At the line containing "of the blue", begin repeating lines exactly, and stop only after the final line of the records below.

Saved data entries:
________________________

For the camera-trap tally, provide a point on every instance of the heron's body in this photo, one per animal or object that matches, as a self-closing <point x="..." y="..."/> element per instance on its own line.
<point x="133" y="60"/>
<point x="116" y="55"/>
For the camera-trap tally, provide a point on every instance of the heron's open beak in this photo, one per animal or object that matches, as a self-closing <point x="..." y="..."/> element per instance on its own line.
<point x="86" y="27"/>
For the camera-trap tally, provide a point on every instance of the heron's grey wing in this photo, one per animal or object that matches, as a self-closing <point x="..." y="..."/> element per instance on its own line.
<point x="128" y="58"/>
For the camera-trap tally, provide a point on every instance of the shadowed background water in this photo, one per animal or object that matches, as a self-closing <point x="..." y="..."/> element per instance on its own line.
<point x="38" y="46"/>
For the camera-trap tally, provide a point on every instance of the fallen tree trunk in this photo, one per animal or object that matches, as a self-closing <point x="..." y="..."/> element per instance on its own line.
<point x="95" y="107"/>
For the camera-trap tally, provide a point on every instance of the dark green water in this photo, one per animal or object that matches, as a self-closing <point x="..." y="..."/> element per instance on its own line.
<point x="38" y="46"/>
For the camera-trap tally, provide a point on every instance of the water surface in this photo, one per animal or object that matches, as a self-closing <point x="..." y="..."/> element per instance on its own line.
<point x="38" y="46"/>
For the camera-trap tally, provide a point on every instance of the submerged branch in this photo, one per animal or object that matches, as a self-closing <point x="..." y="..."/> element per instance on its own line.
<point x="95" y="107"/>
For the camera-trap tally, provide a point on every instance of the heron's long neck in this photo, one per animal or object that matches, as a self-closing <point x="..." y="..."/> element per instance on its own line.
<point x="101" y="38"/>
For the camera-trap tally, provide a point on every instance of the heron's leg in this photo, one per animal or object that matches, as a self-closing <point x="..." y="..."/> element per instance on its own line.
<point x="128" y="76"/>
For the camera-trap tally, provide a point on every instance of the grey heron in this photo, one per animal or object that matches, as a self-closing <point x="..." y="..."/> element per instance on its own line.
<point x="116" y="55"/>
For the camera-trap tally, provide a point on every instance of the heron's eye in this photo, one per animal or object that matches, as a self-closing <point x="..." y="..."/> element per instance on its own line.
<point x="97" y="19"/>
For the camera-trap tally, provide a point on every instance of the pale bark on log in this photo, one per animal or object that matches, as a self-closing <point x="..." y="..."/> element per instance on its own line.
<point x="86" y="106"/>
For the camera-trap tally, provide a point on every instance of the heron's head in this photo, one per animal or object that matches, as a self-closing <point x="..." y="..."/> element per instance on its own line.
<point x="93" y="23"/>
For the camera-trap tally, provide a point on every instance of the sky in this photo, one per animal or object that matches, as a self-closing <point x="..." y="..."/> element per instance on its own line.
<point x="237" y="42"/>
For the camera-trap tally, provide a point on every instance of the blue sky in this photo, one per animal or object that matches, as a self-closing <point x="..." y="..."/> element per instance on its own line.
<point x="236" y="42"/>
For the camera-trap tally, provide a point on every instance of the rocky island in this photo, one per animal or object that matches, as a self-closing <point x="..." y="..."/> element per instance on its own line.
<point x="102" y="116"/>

________________________

* Expected answer *
For the camera-trap tally, provide a point on every instance of the blue sky in this photo, one per animal or object that matches, as a self-closing <point x="..." y="..."/> element per instance on its own line.
<point x="236" y="42"/>
For the camera-trap tally, provide a point on every instance of the rocky island in this photo, one per animal or object that matches, as a self-closing <point x="..." y="..."/> element per instance on its own line.
<point x="102" y="116"/>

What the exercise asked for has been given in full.